Scientific classification
- Kingdom: Animalia
- Phylum: Platyhelminthes
- Order: Tricladida
- Family: Dendrocoelidae
- Genus: Dendrocoelopsis
- Species: D. americana
- Binomial name: Dendrocoelopsis americana (Hyman, 1939)
- Synonyms: Sorocelis americana Hyman, 1939

= Dendrocoelopsis americana =

- Authority: (Hyman, 1939)
- Conservation status: G3
- Synonyms: Sorocelis americana Hyman, 1939

Species of flatworm

Dendrocoelopsis americana is a species of triclad belonging to the family Dendrocoelidae. It has been found in the South Central United States.

==Description==
Dendrocoelopsis americana can reach up to eighteen millimeters long and around 1.5–2 millimeters wide. It has several eyes, arranged in two arclike bands on each side of its head. These bands have been recorded to have, individually, as few as eight eyes or as many as twenty. Its head is truncate. Its mouth and pharynx are in the middle of the body; the genital pore is located slightly below the mouth and pharynx. It is unpigmented, seen as a white or creamy color.

_ _ _ _ _

WORK REQUEST A |
In the Dendrocoelopsis americana article, which taxonomic ranks does the scientific classification list, and what name does it give for each?
WORK REQUEST B |
Carry on the Dendrocoelopsis americana article from its final sentence.

DATASET RECORDS |
_ _ _ _ _

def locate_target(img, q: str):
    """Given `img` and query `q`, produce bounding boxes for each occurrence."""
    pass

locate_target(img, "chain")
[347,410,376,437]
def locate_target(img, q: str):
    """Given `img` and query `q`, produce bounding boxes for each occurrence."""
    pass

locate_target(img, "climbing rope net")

_ _ _ _ _

RESPONSE AREA A |
Kingdom: Animalia
Phylum: Platyhelminthes
Order: Tricladida
Family: Dendrocoelidae
Genus: Dendrocoelopsis
Species: D. americana

RESPONSE AREA B |
==Taxonomy==
Dendrocoelopsis americana was first described in 1939 by Libbie Hyman, placed in the genus Sorocelis as Sorocelis americana. Though not explicitly stated in the original publication by Hyman, the specific epithet is almost certainly referring to its type locality of the Americas; Hyman remarked that the species was the first of the genus Sorocelis to be found on the American continents. It was later placed into the genus Dendrocoelopsis by Roman Kenk.

==Distribution and habitat==
The species has been found in various parts of the Ozark Plateau, within the states of Oklahoma, Arkansas, and Missouri, as well as in other parts of the southern United States such as Texas. It has been found near-exclusively in aquatic sites within caves.